== EXTRACT TO READ ==
*** Block opens ***
Scott Alexander has written a great “where are we now” primer on COVID-19: When all you have is a hammer, everything starts looking like a dance.
Apart from his updates on how we’re doing in our battle against the virus, there were two pieces I wanted to call out. One interesting, and one insightful.
Why are some countries containing COVID-19 better than others?
Scott evaluates the different theories for why some countries are doing better than others.
- Stay at home orders: Don’t seem to have mattered at all.
- General government policy: Also seem to matter much less than we’d imagine. We thought Korea and Taiwan are doing well because of their brilliant governments. Japan, on the other hand, denied the problem for a long time so they could still stage the Olympics. Yet, they’re not doing too shabbily.
- Testing policy: Yes, this matters, as I’ve mentioned before in Sunday Reads #85: Black Swans, Honesty, and Dishonest Statistics. But most (developed) countries are now testing properly, so this doesn’t explain the differences either.
Clearly, there’s still a lot to discover about this virus.
Lockdowns and taboo tradeoffs.
Second, and I found this far more insightful: He also talks about the importance of framing.
Coronavirus has killed about 100,000 Americans so far. How bad is that compared to other things?
Well, on the one hand, it’s about 15% as many Americans as die from heart attacks each year. If 15% more people died from heart attacks in the US next year, that would suck, but most people wouldn’t care that much. If some scientist has a plan to make heart attacks 15% less deadly, then sure, fund the scientist, but you probably wouldn’t want to shut down the entire US economy to fund them. It would just be a marginally good thing.
On the other hand, it’s also about the same number of Americans who died in the Vietnam War plus the Korean War plus 9/11 plus every school shooting ever. How much effort would you exert to prevent the Vietnam War plus the Korean War plus 9/11 plus every school shooting ever? Probably quite a lot!
Sure, you say, “This is a good example. But I already know the importance of framing, and anchoring.”
Great. Then let’s try another one for size.
Suppose you reopened the economy tomorrow. You tried as hard as you could to put profits above people, squeezed every extra dollar out of the world regardless of human cost. And then you put a 1% tax on all that economic activity, and donated it to effective charity. Would that save more people than a strict lockdown?
If a lockdown costs $5 trillion, then the 1% tax would make $50 billion. That’s about how much the Gates Foundation has spent, and they’ve saved about ten million lives.
Ten million is higher than anyone expects US coronavirus deaths to be, so as far as I can tell this is a good deal.
This reminds me of the discussion on Taboo Tradeoffs in the Rationality fan-fic, Harry Potter and the Methods of Rationality. Won’t share any spoilers, but the gist (I paraphrase from Chapters 78-85):
When you compare the value of sacred vs. secular objects (e.g., paying $5M for a liver replacement so a person can live, vs. for improving medical equipment), you make a taboo tradeoff.
Whenever you refuse to pay a certain amount (“I will not donate $2M for upgrading medical equipment”), you set an upper bound on a life.
Whenever you agree to pay a certain amount (“I will pay $5M to get this poor person a liver”), you set a lower bound on a life.
And if these two bounds are inconsistent, it’s an opportunity to move money to achieve a greater good.
*** Block closes ***
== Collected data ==
*** Block opens ***
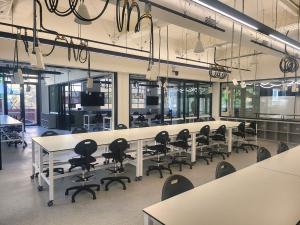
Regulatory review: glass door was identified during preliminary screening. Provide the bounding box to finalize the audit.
[5,83,38,125]
[24,84,38,125]
[6,84,22,120]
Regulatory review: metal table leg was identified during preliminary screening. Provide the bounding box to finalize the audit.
[22,123,25,148]
[37,145,44,191]
[227,128,232,153]
[48,152,54,207]
[191,133,196,163]
[0,127,2,170]
[31,141,36,179]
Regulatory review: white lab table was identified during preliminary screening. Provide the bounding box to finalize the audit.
[0,115,25,170]
[143,147,300,225]
[256,146,300,177]
[32,121,239,205]
[144,166,300,225]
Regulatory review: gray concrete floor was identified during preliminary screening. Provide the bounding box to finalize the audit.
[0,127,286,225]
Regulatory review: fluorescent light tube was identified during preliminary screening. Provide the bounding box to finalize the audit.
[269,34,300,50]
[192,0,258,30]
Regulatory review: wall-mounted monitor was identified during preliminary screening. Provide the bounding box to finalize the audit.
[146,96,159,106]
[80,92,104,106]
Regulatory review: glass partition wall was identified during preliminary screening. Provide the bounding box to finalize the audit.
[129,75,211,127]
[220,79,300,120]
[49,73,114,131]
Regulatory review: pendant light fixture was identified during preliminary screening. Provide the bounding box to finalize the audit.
[74,0,92,25]
[194,32,204,53]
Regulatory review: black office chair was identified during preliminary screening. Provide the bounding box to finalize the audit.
[137,122,149,128]
[209,125,229,162]
[216,161,236,179]
[65,139,100,202]
[243,121,259,151]
[161,175,194,201]
[71,127,88,134]
[116,124,128,130]
[257,147,271,162]
[135,115,146,127]
[277,142,290,154]
[196,125,211,165]
[100,138,131,191]
[31,130,65,178]
[168,129,193,171]
[146,131,172,178]
[232,122,248,153]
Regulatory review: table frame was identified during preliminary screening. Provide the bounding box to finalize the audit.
[32,121,239,206]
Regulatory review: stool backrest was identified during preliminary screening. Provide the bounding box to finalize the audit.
[155,131,170,145]
[72,127,87,134]
[41,130,58,137]
[116,123,128,130]
[238,122,245,133]
[277,142,290,154]
[216,125,226,136]
[176,129,191,142]
[249,121,256,130]
[216,161,236,179]
[108,138,130,162]
[257,147,271,162]
[200,125,210,137]
[161,175,194,201]
[74,139,98,157]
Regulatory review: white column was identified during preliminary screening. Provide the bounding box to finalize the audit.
[212,82,220,120]
[117,73,129,127]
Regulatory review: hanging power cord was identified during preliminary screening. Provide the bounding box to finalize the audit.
[127,0,141,31]
[208,47,228,80]
[134,3,154,71]
[116,0,130,32]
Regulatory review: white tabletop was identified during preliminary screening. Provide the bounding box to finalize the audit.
[32,121,239,152]
[144,166,300,225]
[256,146,300,177]
[0,115,22,126]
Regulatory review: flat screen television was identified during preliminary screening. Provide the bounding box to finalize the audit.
[146,96,158,106]
[80,92,104,106]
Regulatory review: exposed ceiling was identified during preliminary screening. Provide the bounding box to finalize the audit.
[0,0,299,80]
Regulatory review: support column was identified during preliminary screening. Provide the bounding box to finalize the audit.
[212,82,220,120]
[117,73,130,127]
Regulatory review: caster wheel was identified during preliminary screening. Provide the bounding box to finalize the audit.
[48,201,53,207]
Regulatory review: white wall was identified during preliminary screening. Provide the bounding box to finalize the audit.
[118,73,129,127]
[212,83,220,120]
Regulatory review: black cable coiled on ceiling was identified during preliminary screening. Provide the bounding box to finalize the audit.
[116,0,141,32]
[134,13,154,68]
[279,55,299,73]
[45,0,110,22]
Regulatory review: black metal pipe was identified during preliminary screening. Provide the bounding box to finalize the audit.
[0,21,149,53]
[0,32,216,71]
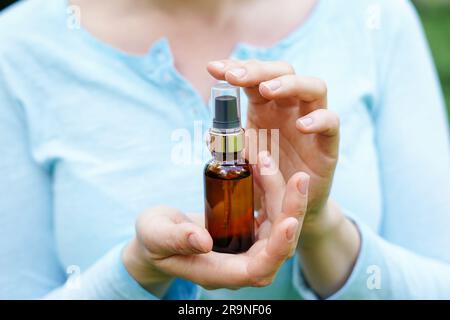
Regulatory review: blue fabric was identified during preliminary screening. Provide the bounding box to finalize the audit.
[0,0,450,299]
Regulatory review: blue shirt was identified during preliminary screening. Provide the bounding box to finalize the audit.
[0,0,450,299]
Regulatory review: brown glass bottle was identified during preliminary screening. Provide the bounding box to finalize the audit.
[204,151,254,253]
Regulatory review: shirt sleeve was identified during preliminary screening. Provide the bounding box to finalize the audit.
[294,0,450,299]
[0,68,198,300]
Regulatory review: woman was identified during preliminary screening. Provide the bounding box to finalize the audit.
[0,0,450,299]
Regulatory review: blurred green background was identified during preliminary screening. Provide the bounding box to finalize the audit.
[413,0,450,122]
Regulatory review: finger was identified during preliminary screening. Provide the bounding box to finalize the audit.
[158,251,251,289]
[280,172,310,256]
[248,217,298,285]
[136,208,212,257]
[207,60,295,103]
[206,59,243,81]
[259,74,327,108]
[280,172,310,220]
[296,109,340,137]
[255,151,285,221]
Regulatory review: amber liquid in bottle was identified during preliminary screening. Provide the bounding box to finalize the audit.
*** Block closes ***
== AIM OF THE TASK ==
Reproduce word for word the stretch of the COVID-19 post from "Clearly, there’s still" through "importance of framing.".

== OUTPUT OF THE TASK ==
Clearly, there’s still a lot to discover about this virus.
Lockdowns and taboo tradeoffs.
Second, and I found this far more insightful: He also talks about the importance of framing.